%%
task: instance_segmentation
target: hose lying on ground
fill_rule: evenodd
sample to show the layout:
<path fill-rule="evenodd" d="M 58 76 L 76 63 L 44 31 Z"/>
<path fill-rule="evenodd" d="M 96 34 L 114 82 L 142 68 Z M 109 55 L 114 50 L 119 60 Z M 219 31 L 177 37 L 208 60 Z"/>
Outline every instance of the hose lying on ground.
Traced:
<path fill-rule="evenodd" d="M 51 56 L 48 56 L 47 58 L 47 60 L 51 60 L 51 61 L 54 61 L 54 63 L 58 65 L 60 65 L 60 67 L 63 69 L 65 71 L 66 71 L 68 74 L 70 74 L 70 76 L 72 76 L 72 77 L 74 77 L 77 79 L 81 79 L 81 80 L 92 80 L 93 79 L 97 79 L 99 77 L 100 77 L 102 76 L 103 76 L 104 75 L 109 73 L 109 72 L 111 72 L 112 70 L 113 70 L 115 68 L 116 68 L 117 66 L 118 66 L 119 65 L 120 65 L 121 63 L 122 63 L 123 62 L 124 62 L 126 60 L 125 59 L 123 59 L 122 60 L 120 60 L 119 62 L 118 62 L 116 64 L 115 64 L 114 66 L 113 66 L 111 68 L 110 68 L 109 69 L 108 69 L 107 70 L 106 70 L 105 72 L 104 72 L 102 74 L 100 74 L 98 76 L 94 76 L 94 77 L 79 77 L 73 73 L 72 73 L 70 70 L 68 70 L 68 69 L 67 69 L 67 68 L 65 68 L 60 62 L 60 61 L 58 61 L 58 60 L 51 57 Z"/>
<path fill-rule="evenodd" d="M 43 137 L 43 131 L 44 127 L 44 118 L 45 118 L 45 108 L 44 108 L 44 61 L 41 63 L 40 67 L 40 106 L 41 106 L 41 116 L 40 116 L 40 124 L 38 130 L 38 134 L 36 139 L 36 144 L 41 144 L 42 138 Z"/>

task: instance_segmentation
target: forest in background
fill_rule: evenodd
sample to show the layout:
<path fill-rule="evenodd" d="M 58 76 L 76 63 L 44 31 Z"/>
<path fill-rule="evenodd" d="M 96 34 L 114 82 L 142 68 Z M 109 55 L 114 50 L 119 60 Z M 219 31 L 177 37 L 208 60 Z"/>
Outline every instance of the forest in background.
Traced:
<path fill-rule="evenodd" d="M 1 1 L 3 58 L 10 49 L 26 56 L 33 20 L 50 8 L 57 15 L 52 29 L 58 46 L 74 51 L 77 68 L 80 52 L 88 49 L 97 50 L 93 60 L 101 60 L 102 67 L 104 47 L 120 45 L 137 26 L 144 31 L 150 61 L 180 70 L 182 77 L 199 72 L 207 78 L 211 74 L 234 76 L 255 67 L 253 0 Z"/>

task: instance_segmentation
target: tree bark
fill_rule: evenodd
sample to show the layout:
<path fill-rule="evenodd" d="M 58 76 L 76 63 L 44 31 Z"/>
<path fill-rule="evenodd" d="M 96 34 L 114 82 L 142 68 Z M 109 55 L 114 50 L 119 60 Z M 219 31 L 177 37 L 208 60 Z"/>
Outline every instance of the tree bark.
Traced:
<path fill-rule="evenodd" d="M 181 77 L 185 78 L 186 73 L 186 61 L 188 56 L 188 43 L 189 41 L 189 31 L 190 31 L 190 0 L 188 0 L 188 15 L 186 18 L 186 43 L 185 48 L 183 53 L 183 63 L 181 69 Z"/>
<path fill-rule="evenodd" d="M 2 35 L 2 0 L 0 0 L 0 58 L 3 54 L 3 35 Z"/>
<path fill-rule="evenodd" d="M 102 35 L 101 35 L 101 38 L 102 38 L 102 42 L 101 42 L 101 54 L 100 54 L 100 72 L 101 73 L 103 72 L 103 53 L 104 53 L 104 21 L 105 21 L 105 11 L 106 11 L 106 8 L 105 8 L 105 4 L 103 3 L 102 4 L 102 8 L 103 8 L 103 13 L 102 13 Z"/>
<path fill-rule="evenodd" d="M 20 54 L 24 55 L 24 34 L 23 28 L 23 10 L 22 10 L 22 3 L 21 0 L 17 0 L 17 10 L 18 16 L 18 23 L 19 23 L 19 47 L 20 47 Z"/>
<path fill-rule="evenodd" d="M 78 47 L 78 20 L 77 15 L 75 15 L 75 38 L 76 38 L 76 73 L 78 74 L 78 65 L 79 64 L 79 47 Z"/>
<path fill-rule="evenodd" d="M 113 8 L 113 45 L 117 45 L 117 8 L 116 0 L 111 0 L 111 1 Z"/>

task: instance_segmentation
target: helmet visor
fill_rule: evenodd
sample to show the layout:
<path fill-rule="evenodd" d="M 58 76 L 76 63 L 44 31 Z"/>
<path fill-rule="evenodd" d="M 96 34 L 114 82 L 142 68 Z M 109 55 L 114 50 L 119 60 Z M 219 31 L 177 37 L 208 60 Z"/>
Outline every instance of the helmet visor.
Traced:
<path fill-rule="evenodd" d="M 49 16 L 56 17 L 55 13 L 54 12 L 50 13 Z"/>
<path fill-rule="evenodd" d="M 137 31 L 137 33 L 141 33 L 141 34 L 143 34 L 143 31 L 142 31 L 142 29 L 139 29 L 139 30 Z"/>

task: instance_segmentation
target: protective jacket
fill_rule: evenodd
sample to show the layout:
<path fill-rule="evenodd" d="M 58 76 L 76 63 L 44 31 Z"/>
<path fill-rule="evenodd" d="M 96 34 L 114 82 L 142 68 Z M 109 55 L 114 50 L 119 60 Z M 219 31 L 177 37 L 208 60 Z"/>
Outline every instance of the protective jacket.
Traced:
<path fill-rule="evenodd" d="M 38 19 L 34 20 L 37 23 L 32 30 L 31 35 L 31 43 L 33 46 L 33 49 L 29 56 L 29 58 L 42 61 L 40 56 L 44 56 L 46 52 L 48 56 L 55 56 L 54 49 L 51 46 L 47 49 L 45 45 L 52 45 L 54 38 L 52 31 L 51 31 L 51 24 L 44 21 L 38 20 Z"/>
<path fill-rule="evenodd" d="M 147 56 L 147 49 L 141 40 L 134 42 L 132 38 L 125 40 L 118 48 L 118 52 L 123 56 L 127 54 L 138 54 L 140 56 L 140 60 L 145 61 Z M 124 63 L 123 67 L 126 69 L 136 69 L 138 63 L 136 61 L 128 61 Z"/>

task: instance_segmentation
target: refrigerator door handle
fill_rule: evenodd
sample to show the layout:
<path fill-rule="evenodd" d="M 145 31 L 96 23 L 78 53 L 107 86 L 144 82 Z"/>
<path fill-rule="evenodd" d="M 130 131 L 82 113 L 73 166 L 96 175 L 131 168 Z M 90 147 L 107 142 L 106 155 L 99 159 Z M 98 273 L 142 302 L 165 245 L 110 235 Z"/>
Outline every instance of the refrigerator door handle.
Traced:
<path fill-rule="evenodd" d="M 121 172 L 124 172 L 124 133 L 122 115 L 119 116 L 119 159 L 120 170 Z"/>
%%
STATED TASK = Present all the lines above as a Markdown table with a "Row" column for the row number and a "Content" column for the line, leaving out the blank lines.

ANSWER TO THIS TASK =
| Row | Content |
|---|---|
| 1 | task: instance_segmentation |
| 2 | target: hose lying on ground |
| 3 | fill_rule: evenodd |
| 4 | sample to show the layout: |
| 5 | <path fill-rule="evenodd" d="M 58 76 L 76 63 L 44 31 Z"/> |
| 6 | <path fill-rule="evenodd" d="M 96 34 L 114 82 L 142 68 Z M 109 55 L 114 50 L 119 60 Z M 219 31 L 177 37 L 208 60 Z"/> |
| 7 | Outline every instance of the hose lying on ground. |
| 8 | Traced: |
| 9 | <path fill-rule="evenodd" d="M 51 56 L 48 56 L 47 58 L 47 60 L 51 60 L 51 61 L 54 61 L 54 63 L 58 65 L 60 65 L 60 67 L 63 69 L 65 71 L 66 71 L 68 74 L 70 74 L 70 76 L 72 76 L 72 77 L 74 77 L 77 79 L 81 79 L 81 80 L 92 80 L 93 79 L 97 79 L 99 77 L 100 77 L 102 76 L 103 76 L 104 75 L 109 73 L 109 72 L 111 72 L 112 70 L 113 70 L 115 68 L 116 68 L 117 66 L 118 66 L 119 65 L 120 65 L 121 63 L 122 63 L 123 62 L 124 62 L 126 60 L 125 59 L 123 59 L 122 60 L 120 60 L 119 62 L 118 62 L 116 64 L 115 64 L 114 66 L 113 66 L 111 68 L 110 68 L 109 69 L 108 69 L 107 70 L 106 70 L 105 72 L 104 72 L 102 74 L 100 74 L 98 76 L 94 76 L 94 77 L 79 77 L 73 73 L 72 73 L 70 70 L 68 70 L 68 69 L 67 69 L 67 68 L 65 68 L 60 62 L 60 61 L 58 61 L 58 60 L 51 57 Z"/> |
| 10 | <path fill-rule="evenodd" d="M 43 137 L 43 131 L 44 127 L 44 118 L 45 118 L 45 108 L 44 108 L 44 61 L 41 63 L 40 67 L 40 106 L 41 106 L 41 116 L 40 116 L 40 124 L 38 130 L 38 134 L 36 139 L 36 144 L 41 144 L 42 138 Z"/> |
| 11 | task: instance_segmentation |
| 12 | target: forest in background |
| 13 | fill_rule: evenodd |
| 14 | sample to show the layout: |
| 15 | <path fill-rule="evenodd" d="M 58 76 L 76 63 L 44 31 Z"/> |
| 16 | <path fill-rule="evenodd" d="M 96 34 L 114 82 L 142 68 Z M 109 55 L 114 50 L 119 60 Z M 219 31 L 177 37 L 208 60 Z"/> |
| 17 | Outline every instance of the forest in background. |
| 18 | Traced: |
| 19 | <path fill-rule="evenodd" d="M 1 1 L 3 58 L 10 49 L 26 56 L 33 20 L 50 8 L 57 15 L 52 29 L 58 46 L 74 51 L 77 68 L 80 52 L 88 49 L 97 50 L 93 60 L 101 60 L 102 67 L 104 47 L 120 45 L 137 26 L 144 31 L 150 61 L 180 70 L 182 77 L 199 72 L 207 78 L 211 74 L 234 76 L 255 67 L 253 0 Z"/> |
| 20 | task: instance_segmentation |
| 21 | target: tree bark |
| 22 | fill_rule: evenodd |
| 23 | sample to show the layout: |
| 24 | <path fill-rule="evenodd" d="M 58 76 L 76 63 L 44 31 Z"/> |
| 25 | <path fill-rule="evenodd" d="M 96 34 L 114 82 L 142 68 Z M 109 55 L 114 50 L 119 60 Z M 219 31 L 177 37 L 208 60 Z"/> |
| 26 | Outline every instance of the tree bark. |
| 27 | Traced: |
| 28 | <path fill-rule="evenodd" d="M 181 77 L 185 78 L 186 73 L 186 61 L 188 56 L 188 43 L 189 41 L 189 31 L 190 31 L 190 0 L 188 0 L 188 15 L 186 18 L 186 43 L 185 48 L 183 53 L 183 63 L 181 69 Z"/> |
| 29 | <path fill-rule="evenodd" d="M 2 35 L 2 0 L 0 0 L 0 58 L 3 54 L 3 35 Z"/> |
| 30 | <path fill-rule="evenodd" d="M 102 35 L 101 35 L 101 38 L 102 38 L 102 42 L 101 42 L 101 54 L 100 54 L 100 72 L 101 73 L 103 72 L 103 53 L 104 53 L 104 21 L 105 21 L 105 11 L 106 11 L 106 8 L 105 8 L 105 4 L 103 3 L 102 4 L 102 8 L 103 8 L 103 13 L 102 13 Z"/> |
| 31 | <path fill-rule="evenodd" d="M 20 54 L 24 55 L 24 34 L 23 28 L 23 10 L 22 10 L 22 3 L 21 0 L 17 0 L 17 10 L 18 16 L 18 23 L 19 23 L 19 47 L 20 47 Z"/> |
| 32 | <path fill-rule="evenodd" d="M 78 47 L 78 20 L 77 15 L 75 15 L 75 38 L 76 38 L 76 73 L 78 74 L 78 65 L 79 64 L 79 47 Z"/> |
| 33 | <path fill-rule="evenodd" d="M 113 8 L 113 45 L 117 45 L 117 8 L 116 0 L 111 0 L 111 1 Z"/> |
| 34 | task: instance_segmentation |
| 35 | target: helmet visor |
| 36 | fill_rule: evenodd |
| 37 | sample to show the layout: |
| 38 | <path fill-rule="evenodd" d="M 58 76 L 76 63 L 44 31 Z"/> |
| 39 | <path fill-rule="evenodd" d="M 96 34 L 114 82 L 142 68 Z M 109 55 L 114 50 L 119 60 Z M 219 31 L 177 37 L 208 60 Z"/> |
| 40 | Outline every instance of the helmet visor. |
| 41 | Traced: |
| 42 | <path fill-rule="evenodd" d="M 49 16 L 56 17 L 55 13 L 54 12 L 50 13 Z"/> |
| 43 | <path fill-rule="evenodd" d="M 137 31 L 137 33 L 141 33 L 141 34 L 143 34 L 143 31 L 142 31 L 142 29 L 139 29 L 139 30 Z"/> |
| 44 | task: instance_segmentation |
| 45 | target: protective jacket |
| 46 | fill_rule: evenodd |
| 47 | sample to show the layout: |
| 48 | <path fill-rule="evenodd" d="M 58 76 L 76 63 L 44 31 Z"/> |
| 49 | <path fill-rule="evenodd" d="M 96 34 L 114 82 L 142 68 Z M 109 55 L 114 50 L 119 60 Z M 219 31 L 177 37 L 208 60 Z"/> |
| 50 | Outline every instance of the protective jacket. |
| 51 | Traced: |
| 52 | <path fill-rule="evenodd" d="M 38 19 L 34 20 L 37 23 L 32 30 L 31 35 L 31 43 L 33 46 L 33 49 L 29 56 L 29 58 L 42 61 L 40 56 L 44 56 L 46 52 L 48 56 L 55 56 L 54 49 L 51 46 L 47 49 L 45 45 L 52 45 L 54 38 L 52 31 L 51 31 L 51 24 L 44 21 L 38 20 Z"/> |
| 53 | <path fill-rule="evenodd" d="M 147 56 L 147 49 L 141 40 L 134 42 L 132 38 L 125 40 L 118 48 L 118 52 L 123 56 L 127 54 L 138 54 L 140 56 L 140 60 L 145 61 Z M 124 63 L 123 67 L 126 69 L 136 69 L 138 63 L 136 61 L 128 61 Z"/> |
| 54 | task: instance_segmentation |
| 55 | target: refrigerator door handle |
| 56 | fill_rule: evenodd |
| 57 | sample to show the layout: |
| 58 | <path fill-rule="evenodd" d="M 145 31 L 96 23 L 78 53 L 107 86 L 144 82 Z"/> |
| 59 | <path fill-rule="evenodd" d="M 130 131 L 82 113 L 73 166 L 96 175 L 131 168 Z M 90 147 L 107 142 L 106 155 L 99 159 Z M 98 273 L 142 302 L 165 245 L 110 235 Z"/> |
| 60 | Outline every instance of the refrigerator door handle. |
| 61 | Traced: |
| 62 | <path fill-rule="evenodd" d="M 121 172 L 124 172 L 124 133 L 122 115 L 119 116 L 119 159 L 120 170 Z"/> |